Try it » Do these three statements agree with the text on All-American teams below? 1. Walter Camp chose the first All-America team in 1889. 2. Honorable mention selections add points toward consensus status. 3. NABC became a selector before AP did. Answer yes or no for each and quote the deciding words.

Provided passage »
An All-American team is an honorary sports team composed of the best amateur players of a specific season for each team position—who in turn are given the honorific "All-America" and typically referred to as "All-American athletes", or simply "All-Americans". Although the honorees generally do not compete together as a unit, the term is used in U.S. team sports to refer to players who are selected by members of the national media. Walter Camp selected the first All-America team in the early days of American football in 1889. The 2022 NCAA Men's Basketball All-Americans are honorary lists that include All-American selections from the Associated Press (AP), the United States Basketball Writers Association (USBWA), Sporting News (SN), and the National Association of Basketball Coaches (NABC) for the 2021–22 NCAA Division I men's basketball season. All selectors choose three teams, while AP and USBWA also list honorable mention selections.

The Consensus 2022 College Basketball All-American team was determined by aggregating the results of the four major All-American teams as determined by the National Collegiate Athletic Association (NCAA). Since United Press International was replaced by SN in 1997, the four major selectors have been the aforementioned ones. AP has been a selector since 1948, NABC since 1957 and USBWA since 1960. To earn "consensus" status, a player must win honors based on a point system computed from the four different all-America teams. The point system consists of three points for first team, two points for second team and one point for third team. No honorable mention or fourth team or lower are used in the computation. The top five totals plus ties are first team and the next five plus ties are second team.

Provided material »

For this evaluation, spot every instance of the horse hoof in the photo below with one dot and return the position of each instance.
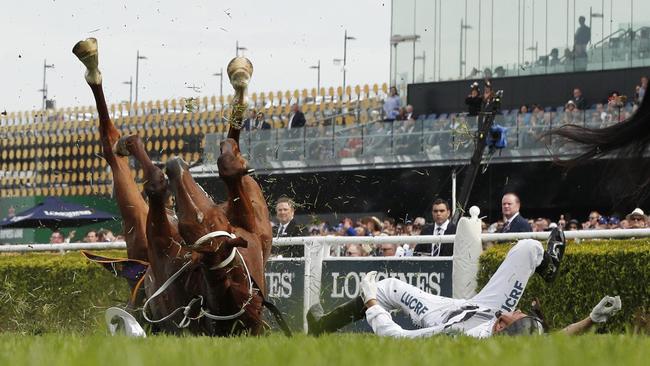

Answer below »
1. Yes: "Walter Camp selected the first All-America team in the early days of American football in 1889."
2. No: "No honorable mention or fourth team or lower are used in the computation."
3. No: "AP has been a selector since 1948, NABC since 1957"